→ Objectif visé: Poursuivez le texte sur l’extrême droite aux États-Unis à partir de sa dernière phrase.

→ Texte à lire:
****************************************

Les mouvements d’extrême droite aux États-Unis changent donc progressivement de visage ces dernières années. Ils deviennent plus violents, mais s’inscrivent aussi dans de nouvelles logiques transnationales et digitales, d’où la nécessité pour les autorités compétentes de faire évoluer leur réponse.
Des adaptations salutaires mais limitées en nombre et en portée
Depuis le début de sa présidence, Donald Trump a créé la polémique pour son positionnement ambigu (voir complaisant) envers les groupes d’extrême droite, en particulier au moment de l’attaque de Charlottesville en 2017[xxix]. Son administration a également été critiquée pour son manque d’actions face aux récentes évolutions des violences (évoquées ci-dessus)[xxx].

****************************************

→ Informations extraites:
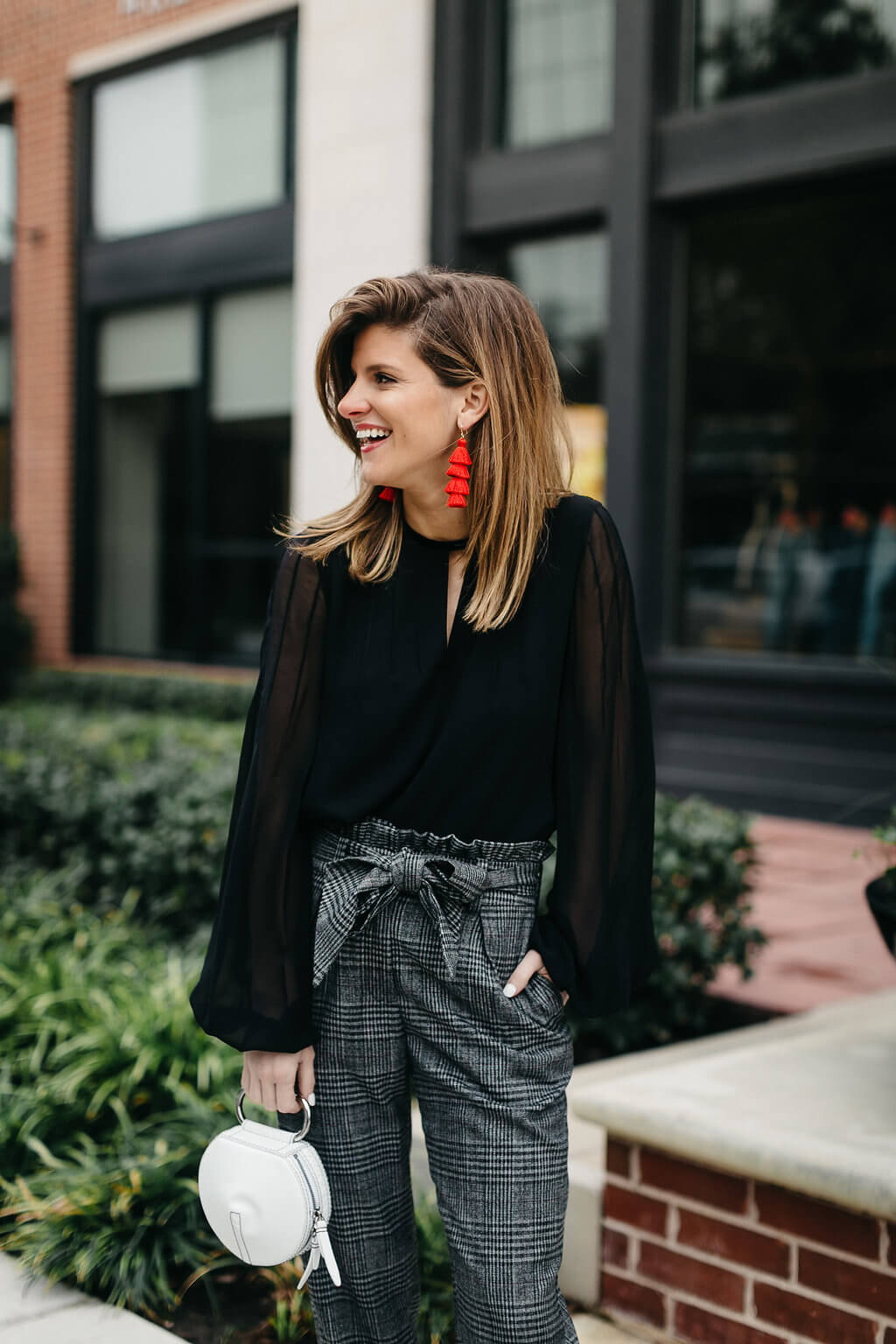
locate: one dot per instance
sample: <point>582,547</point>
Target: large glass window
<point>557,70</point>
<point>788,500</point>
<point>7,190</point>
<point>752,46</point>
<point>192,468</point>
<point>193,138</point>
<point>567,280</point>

****************************************

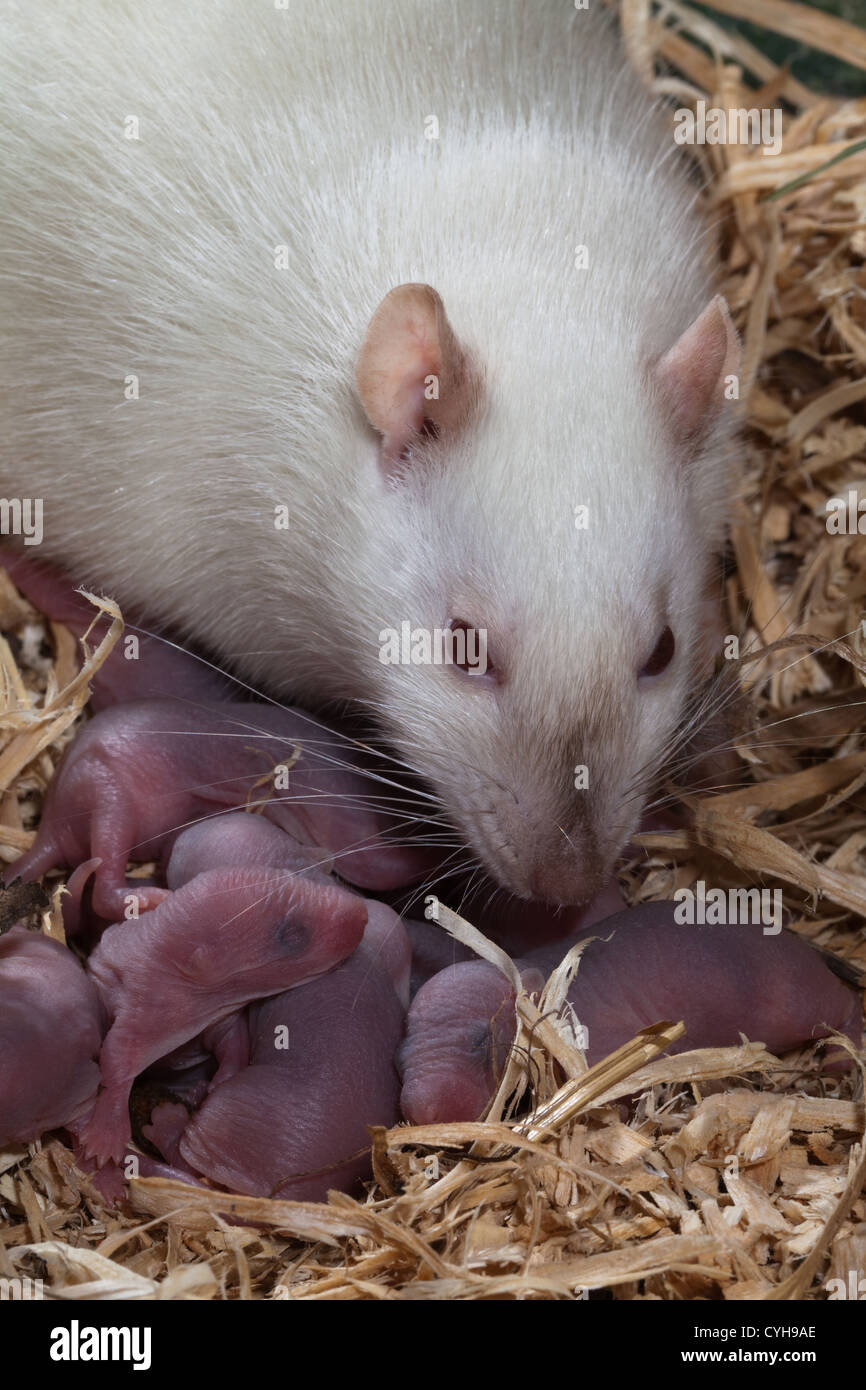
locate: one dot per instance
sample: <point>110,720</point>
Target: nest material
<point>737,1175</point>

****************************************

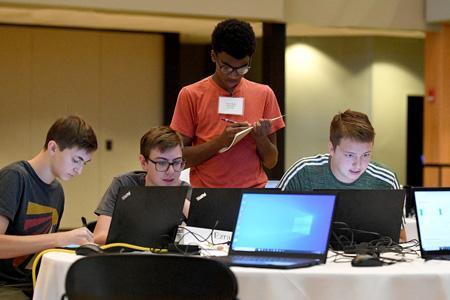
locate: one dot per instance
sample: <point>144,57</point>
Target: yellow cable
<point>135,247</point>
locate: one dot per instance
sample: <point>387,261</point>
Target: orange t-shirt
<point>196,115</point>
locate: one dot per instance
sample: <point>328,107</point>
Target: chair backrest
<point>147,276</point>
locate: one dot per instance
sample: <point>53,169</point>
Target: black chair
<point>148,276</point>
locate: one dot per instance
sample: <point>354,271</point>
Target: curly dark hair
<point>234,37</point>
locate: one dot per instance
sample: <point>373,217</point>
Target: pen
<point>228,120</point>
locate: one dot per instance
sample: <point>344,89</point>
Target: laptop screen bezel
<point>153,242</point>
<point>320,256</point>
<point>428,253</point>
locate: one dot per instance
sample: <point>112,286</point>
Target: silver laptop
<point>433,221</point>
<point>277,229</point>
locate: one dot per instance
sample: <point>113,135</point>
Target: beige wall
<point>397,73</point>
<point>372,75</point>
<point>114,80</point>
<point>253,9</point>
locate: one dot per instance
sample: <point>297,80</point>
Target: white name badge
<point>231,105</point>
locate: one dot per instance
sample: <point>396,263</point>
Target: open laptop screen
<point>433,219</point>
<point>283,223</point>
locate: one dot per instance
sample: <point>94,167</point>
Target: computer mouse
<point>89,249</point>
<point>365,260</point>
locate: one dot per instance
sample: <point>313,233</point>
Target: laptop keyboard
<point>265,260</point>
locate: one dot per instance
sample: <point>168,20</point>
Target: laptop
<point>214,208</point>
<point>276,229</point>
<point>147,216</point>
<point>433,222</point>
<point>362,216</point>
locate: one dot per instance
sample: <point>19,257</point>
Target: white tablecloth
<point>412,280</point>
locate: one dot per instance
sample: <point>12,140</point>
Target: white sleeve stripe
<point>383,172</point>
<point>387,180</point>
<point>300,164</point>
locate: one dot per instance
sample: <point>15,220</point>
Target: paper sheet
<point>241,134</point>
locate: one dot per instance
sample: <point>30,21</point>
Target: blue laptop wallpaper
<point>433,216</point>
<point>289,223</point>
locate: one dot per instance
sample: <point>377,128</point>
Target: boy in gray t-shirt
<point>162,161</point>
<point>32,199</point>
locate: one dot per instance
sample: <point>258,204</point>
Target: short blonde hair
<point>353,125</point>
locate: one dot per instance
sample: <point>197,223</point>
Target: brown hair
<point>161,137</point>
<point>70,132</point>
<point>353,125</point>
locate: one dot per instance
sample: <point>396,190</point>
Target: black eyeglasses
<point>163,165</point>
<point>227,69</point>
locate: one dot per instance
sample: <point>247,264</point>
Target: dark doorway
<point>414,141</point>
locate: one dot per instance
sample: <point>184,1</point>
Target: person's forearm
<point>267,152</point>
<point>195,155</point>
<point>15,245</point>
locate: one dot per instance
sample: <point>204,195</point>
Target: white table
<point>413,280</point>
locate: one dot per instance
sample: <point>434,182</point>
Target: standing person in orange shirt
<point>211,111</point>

****************************************

→ Texte produit:
Au sommet de l’exécutif fédéral, la Maison-Blanche supervise les activités de plusieurs acteurs clés de la lutte contre les violences d’extrême droite, en particulier le ministère de la Sécurité intérieure[xxxi] (Department of Homeland Security—DHS) et le Bureau fédéral d’investigation (Federal Bureau of Investigation—FBI). Ces organes ont engagé une série de mesures spécifiques ces derniers mois afin de répondre aux évolutions de la menace posée par les groupes extrémistes et faire taire les critiques.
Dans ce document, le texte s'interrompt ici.